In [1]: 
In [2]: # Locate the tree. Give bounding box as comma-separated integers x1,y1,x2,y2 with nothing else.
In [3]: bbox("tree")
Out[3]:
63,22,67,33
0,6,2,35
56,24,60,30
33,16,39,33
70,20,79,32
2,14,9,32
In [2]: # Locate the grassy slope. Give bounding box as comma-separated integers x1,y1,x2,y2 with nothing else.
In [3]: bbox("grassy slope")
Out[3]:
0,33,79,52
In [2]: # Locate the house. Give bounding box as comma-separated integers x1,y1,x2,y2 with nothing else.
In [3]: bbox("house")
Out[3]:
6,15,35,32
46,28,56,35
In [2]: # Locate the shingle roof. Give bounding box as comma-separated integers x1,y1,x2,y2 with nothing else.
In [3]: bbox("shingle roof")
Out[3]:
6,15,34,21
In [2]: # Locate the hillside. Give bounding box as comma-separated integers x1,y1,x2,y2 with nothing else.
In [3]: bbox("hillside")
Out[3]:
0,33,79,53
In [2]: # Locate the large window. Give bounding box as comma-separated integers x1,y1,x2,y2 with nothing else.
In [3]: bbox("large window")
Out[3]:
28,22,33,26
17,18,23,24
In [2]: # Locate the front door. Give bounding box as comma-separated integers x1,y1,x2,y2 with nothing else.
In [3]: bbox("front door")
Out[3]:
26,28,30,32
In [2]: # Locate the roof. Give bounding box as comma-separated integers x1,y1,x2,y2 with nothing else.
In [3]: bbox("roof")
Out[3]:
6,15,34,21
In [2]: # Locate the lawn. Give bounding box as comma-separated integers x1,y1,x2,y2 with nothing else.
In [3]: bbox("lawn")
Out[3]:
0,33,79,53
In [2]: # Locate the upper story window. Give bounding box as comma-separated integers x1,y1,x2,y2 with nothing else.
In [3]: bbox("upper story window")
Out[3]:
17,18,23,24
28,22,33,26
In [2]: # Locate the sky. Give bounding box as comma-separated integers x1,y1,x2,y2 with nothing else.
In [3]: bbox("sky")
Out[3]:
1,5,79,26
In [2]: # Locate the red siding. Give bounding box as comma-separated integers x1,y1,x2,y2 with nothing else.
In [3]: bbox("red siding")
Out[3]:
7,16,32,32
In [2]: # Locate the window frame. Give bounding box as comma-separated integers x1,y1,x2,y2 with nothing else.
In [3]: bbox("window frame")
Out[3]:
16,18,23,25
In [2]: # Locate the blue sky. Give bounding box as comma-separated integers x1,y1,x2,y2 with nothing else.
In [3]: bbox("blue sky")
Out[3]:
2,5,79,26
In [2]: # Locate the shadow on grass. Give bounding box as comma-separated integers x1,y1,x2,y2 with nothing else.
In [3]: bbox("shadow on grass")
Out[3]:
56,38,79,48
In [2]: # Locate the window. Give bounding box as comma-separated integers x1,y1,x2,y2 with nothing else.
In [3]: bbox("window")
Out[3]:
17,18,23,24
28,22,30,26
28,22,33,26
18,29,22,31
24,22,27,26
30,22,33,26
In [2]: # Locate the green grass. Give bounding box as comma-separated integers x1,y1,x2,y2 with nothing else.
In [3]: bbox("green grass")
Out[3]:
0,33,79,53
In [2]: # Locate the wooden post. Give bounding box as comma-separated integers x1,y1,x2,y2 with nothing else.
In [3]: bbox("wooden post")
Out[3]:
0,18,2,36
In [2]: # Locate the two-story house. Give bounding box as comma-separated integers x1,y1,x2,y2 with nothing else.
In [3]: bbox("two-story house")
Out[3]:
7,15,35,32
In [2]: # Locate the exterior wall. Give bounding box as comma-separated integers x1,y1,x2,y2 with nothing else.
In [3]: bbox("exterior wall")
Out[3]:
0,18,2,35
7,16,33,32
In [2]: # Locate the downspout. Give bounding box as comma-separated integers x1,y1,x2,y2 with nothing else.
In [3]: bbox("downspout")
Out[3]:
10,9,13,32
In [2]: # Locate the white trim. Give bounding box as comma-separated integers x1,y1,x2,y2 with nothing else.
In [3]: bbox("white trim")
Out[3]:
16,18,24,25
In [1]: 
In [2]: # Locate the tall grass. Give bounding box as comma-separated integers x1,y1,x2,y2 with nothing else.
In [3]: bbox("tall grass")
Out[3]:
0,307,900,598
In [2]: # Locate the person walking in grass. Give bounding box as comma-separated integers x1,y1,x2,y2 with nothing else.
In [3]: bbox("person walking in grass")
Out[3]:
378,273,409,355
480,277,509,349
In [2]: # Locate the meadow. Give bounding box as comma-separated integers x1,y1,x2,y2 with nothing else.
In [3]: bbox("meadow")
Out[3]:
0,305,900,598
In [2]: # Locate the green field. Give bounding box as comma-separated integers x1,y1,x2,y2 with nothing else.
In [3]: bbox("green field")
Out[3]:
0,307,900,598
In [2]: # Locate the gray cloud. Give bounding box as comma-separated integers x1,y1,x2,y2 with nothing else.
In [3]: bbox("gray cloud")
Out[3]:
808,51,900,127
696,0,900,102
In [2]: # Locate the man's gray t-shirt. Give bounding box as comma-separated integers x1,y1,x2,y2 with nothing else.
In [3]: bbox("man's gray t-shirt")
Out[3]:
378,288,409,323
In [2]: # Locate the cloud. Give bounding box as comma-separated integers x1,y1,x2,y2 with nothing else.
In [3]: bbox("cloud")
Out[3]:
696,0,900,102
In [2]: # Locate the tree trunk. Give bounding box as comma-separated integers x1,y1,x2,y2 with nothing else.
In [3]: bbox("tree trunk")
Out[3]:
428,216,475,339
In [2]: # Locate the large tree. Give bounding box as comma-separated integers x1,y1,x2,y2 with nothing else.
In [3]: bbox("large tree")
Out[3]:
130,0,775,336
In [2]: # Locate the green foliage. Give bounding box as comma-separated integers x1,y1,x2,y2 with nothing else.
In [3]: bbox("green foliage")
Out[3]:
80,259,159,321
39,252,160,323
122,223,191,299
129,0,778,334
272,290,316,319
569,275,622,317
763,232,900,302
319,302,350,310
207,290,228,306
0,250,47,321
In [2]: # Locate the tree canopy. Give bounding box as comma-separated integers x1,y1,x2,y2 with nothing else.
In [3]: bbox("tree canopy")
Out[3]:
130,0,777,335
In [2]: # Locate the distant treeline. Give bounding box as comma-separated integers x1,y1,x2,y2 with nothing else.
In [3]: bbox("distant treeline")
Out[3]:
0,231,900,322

++++++++++

GOAL
Rewrite the listing above with each "comma-separated" switched to "comma-delimited", leaving every other part untouched.

RESULT FOR THIS TASK
In [1]: 
In [2]: # Locate the tree. Give bounding box as comma-delimited integers x1,y1,x2,y2 with nothing else.
In [3]: bbox("tree")
Out[3]:
63,22,67,33
0,6,2,35
56,24,60,30
33,16,39,33
70,20,79,32
2,14,9,32
In [2]: # Locate the grassy slope. Give bounding box as comma-delimited integers x1,y1,x2,y2 with nothing else.
In [3]: bbox("grassy slope")
Out[3]:
0,33,79,52
In [2]: # Locate the house. Give bounding box as comma-delimited integers x1,y1,x2,y2 with nothing else.
In [3]: bbox("house")
Out[3]:
6,15,35,32
46,28,56,35
In [2]: # Locate the shingle roof. Give bounding box as comma-delimited integers x1,y1,x2,y2 with nothing else.
In [3]: bbox("shingle roof")
Out[3]:
6,15,34,21
In [2]: # Locate the hillside. Give bounding box as comma-delimited integers x1,y1,x2,y2 with nothing else.
In [3]: bbox("hillside")
Out[3]:
0,33,79,53
In [2]: # Locate the large window. Give bounding box as comma-delimited integers x1,y1,x2,y2 with nothing else.
In [3]: bbox("large window")
Out[3]:
28,22,33,26
17,18,23,24
In [2]: # Locate the front door. Give bounding box as comma-delimited integers x1,y1,x2,y2 with nothing else.
In [3]: bbox("front door")
Out[3]:
26,28,30,32
In [2]: # Locate the roof. Give bounding box as comma-delimited integers x1,y1,x2,y2 with nothing else.
In [3]: bbox("roof")
Out[3]:
6,15,34,21
In [2]: # Locate the lawn. Give bounding box as comma-delimited integers x1,y1,x2,y2 with nothing else.
In [3]: bbox("lawn")
Out[3]:
0,33,79,53
In [2]: # Locate the upper story window. Give bounding box as comma-delimited integers x1,y1,x2,y2 with nothing else.
In [3]: bbox("upper story window")
Out[3]:
17,18,23,24
28,22,33,26
In [2]: # Locate the sky. Give bounding box as comma-delimited integers x1,y1,x2,y2 with nothing else.
In [3]: bbox("sky")
Out[3]:
1,5,79,26
In [2]: # Locate the red siding. Give bounding box as comma-delimited integers x1,y1,x2,y2 with nothing else.
In [3]: bbox("red siding")
Out[3]:
7,16,32,32
In [2]: # Locate the window frame. Give bounding box as comma-delimited integers x1,y1,x2,y2 with nothing else.
In [3]: bbox("window frame")
Out[3]:
16,18,23,25
In [2]: # Locate the blue sky. Give bounding box as comma-delimited integers x1,y1,x2,y2 with nothing else.
In [3]: bbox("blue sky")
Out[3]:
2,5,79,26
In [2]: # Locate the shadow on grass. Give bounding box as comma-delimited integers x1,y1,x2,y2 with nothing else.
In [3]: bbox("shadow on grass")
Out[3]:
56,38,79,48
In [2]: # Locate the window. Give bounding box as comma-delimited integers x1,y1,x2,y2 with nothing else.
In [3]: bbox("window")
Out[3]:
17,18,23,24
28,22,30,26
28,22,33,26
18,29,22,31
24,22,27,26
30,22,33,26
In [2]: # Locate the green grass. Give bounding box as comma-delimited integers x1,y1,x2,y2 with nothing else.
In [3]: bbox("green grass")
Out[3]:
0,33,79,53
In [2]: # Locate the wooden post. Give bounding box as comma-delimited integers x1,y1,x2,y2 with nothing else.
In [3]: bbox("wooden post")
Out[3]:
0,18,2,36
In [2]: # Locate the two-story house. Give bounding box as comma-delimited integers x1,y1,x2,y2 with nothing else.
In [3]: bbox("two-story house")
Out[3]:
7,15,35,32
In [2]: # Locate the exterior wall. Give bounding box as comma-delimited integers x1,y1,x2,y2 with nothing else.
In [3]: bbox("exterior wall")
Out[3]:
0,18,2,35
7,16,33,32
In [2]: # Locate the downspout. Give bounding box as comma-delimited integers x1,y1,x2,y2 with nothing else.
In [3]: bbox("downspout")
Out[3]:
10,9,13,32
In [2]: # Locate the white trim. Give bounding box as comma-delimited integers x1,y1,x2,y2 with nothing else.
In [3]: bbox("white trim")
Out[3]:
16,18,24,25
In [1]: 
In [2]: # Locate the tall grass. Give bounding box as comma-delimited integers x1,y1,x2,y2 with nothing else.
In [3]: bbox("tall grass")
Out[3]:
0,307,900,598
In [2]: # Locate the person walking in grass. Give bounding box as comma-delimited integers x1,y1,x2,y2 with nothing else.
In [3]: bbox("person walking in grass")
Out[3]:
378,273,409,355
480,277,509,349
In [2]: # Locate the meadow. Give bounding box as comma-delimited integers x1,y1,x2,y2 with nothing else.
In [3]: bbox("meadow")
Out[3]:
0,305,900,598
In [2]: # Locate the green field. Give bounding box as comma-delimited integers x1,y1,x2,y2 with nothing else.
In [3]: bbox("green field")
Out[3]:
0,307,900,598
In [2]: # Locate the gray cloud. Give bounding box as comma-delimited integers x1,y1,x2,y2 with nothing else.
In [3]: bbox("gray cloud")
Out[3]:
808,51,900,127
696,0,900,102
In [2]: # Locate the man's gray t-shirt. Give bounding box as comma-delimited integers x1,y1,x2,y2 with nothing else.
In [3]: bbox("man's gray t-shirt")
Out[3]:
378,288,409,323
In [2]: # Locate the cloud. Give bounding box as comma-delimited integers x1,y1,x2,y2 with nothing else.
In [3]: bbox("cloud")
Out[3]:
696,0,900,102
In [2]: # Locate the tree trunk. Give bounding box as comma-delimited integers x1,y1,x2,y2 with nothing else.
In [3]: bbox("tree trunk")
Out[3]:
428,216,475,339
In [2]: # Locate the large tree. Give bounding box as comma-delimited integers x1,y1,x2,y2 with nothing else.
In [3]: bbox("large tree")
Out[3]:
130,0,775,336
In [2]: # Locate the green foliage. Give bounding box as comma-delimited integers x1,y1,x2,y2 with nothing else.
In [3]: bbox("green foliage")
Out[3]:
80,259,159,321
39,252,160,323
122,223,191,299
129,0,778,334
272,290,316,319
569,275,622,317
763,232,900,302
319,302,350,310
207,290,228,306
0,250,47,321
In [2]: # Locate the tree canopy. Give bounding box as comma-delimited integers x1,y1,x2,y2 with nothing else.
In [3]: bbox("tree canopy")
Out[3]:
130,0,777,335
In [2]: # Locate the distant treeline. Give bounding box as comma-delimited integers x1,y1,x2,y2 with nothing else.
In [3]: bbox("distant treeline")
Out[3]:
0,231,900,322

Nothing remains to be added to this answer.